> [DATASET RECORDS]:
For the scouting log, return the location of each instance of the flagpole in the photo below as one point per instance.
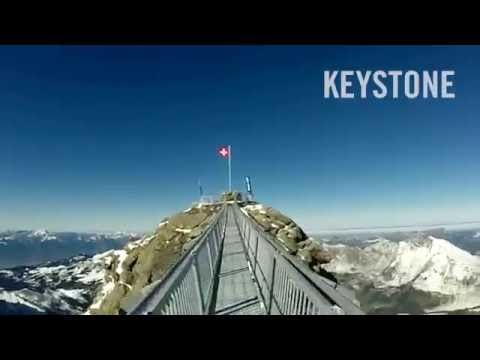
(229, 168)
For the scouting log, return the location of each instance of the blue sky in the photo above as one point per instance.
(114, 138)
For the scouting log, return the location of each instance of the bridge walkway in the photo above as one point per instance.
(237, 292)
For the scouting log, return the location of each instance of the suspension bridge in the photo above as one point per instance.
(236, 268)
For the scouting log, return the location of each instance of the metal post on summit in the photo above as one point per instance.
(229, 168)
(226, 152)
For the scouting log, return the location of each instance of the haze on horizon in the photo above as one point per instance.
(115, 138)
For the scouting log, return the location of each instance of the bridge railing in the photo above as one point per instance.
(286, 285)
(187, 288)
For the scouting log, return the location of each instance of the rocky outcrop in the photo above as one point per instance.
(145, 261)
(291, 237)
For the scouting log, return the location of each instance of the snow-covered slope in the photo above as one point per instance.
(39, 246)
(64, 287)
(424, 263)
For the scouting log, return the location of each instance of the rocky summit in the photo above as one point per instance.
(102, 284)
(291, 237)
(142, 262)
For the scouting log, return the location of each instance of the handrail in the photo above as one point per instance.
(187, 287)
(285, 283)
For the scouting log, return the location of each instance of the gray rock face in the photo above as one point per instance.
(291, 237)
(150, 260)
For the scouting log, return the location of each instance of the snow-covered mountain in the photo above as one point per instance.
(433, 271)
(64, 287)
(39, 246)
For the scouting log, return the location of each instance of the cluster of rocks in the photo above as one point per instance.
(291, 237)
(147, 260)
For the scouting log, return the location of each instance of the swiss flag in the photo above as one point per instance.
(223, 152)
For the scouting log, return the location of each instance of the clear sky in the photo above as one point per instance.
(115, 138)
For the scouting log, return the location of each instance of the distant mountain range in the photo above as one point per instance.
(417, 275)
(63, 287)
(39, 246)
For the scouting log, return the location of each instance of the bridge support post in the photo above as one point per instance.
(209, 250)
(270, 292)
(197, 284)
(255, 257)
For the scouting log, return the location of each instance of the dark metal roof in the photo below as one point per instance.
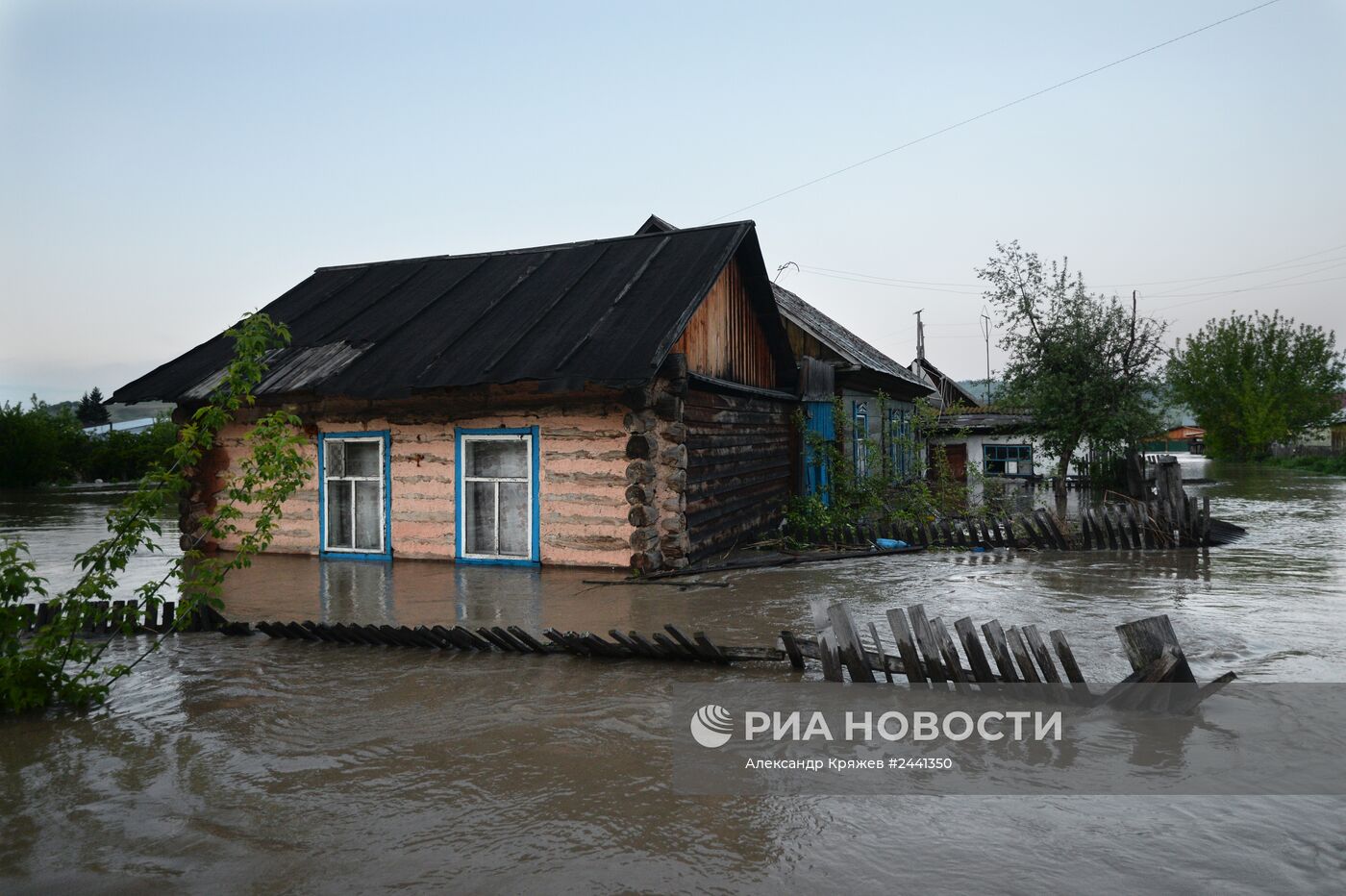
(603, 311)
(837, 337)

> [REQUIRED WORK]: Exclude all images and restate the records above word for word.

> [EXERCISE ANSWER]:
For the scouting log, return the location of each instance of the flagpole in the photo below as one point per instance.
(229, 168)
For the scouting log, return the location of each instance of the blue sky in the photo above as one point per instance.
(114, 138)
For the scouting log, return the location of each instance of the bridge walkway in the photo above as one point per instance.
(237, 292)
For the scouting log, return the location of each instance of the suspension bridge in the photo above as one point per instance.
(236, 268)
For the scouting log, return the location of each instance of the metal post on summit in the photo above as one point per instance.
(229, 168)
(226, 152)
For the scouting log, return the location of each instance of the haze on horizon in the photo above as one point per instance.
(115, 138)
For the scouting log, return the location of each instance of the bridge railing in the photo above as one point per instance.
(286, 285)
(187, 288)
For the scouting log, return the location of each instance of the rocky outcrop in the photo above as one point per instance.
(145, 261)
(291, 237)
For the scouting log, return the location of each instance of the snow-covered slope in the photo above as one point per instance.
(39, 246)
(64, 287)
(424, 263)
For the scouting log, return the location of each instance of the rocky summit in the photo above as one point per instance.
(102, 284)
(291, 237)
(142, 262)
For the scouting log, return the location of each instance of the handrail in the photo above as one point per instance.
(187, 287)
(285, 283)
For the scouting log, return the location of each instance of the gray rock face in the photo above as one point per instance.
(291, 237)
(150, 260)
For the scouting log, return the location of each instance of the snow-covered mountain in the photo above as one point per instance.
(433, 271)
(64, 287)
(39, 246)
For the scouting log, return the location of each instance of the cluster of rocks in the photo above as one point per instance.
(291, 237)
(147, 260)
For the scouting log, return the location of each instance of the swiss flag in the photo above as one point per instance.
(223, 152)
For the scouting log, return the location of each instance of the clear sky in the photo above as one point per instance.
(115, 138)
For the scouting log, return the location of each instance of the distant mountain range in the photo above as one point per instance.
(417, 275)
(63, 287)
(39, 246)
For the scouting log, return the location of each instance of the bridge support post in the photo above as one point per instance.
(209, 250)
(270, 292)
(197, 284)
(255, 257)
For the scouting log, return the location of each instance of the dark metal roof in the photo below as one point per instance.
(603, 311)
(837, 337)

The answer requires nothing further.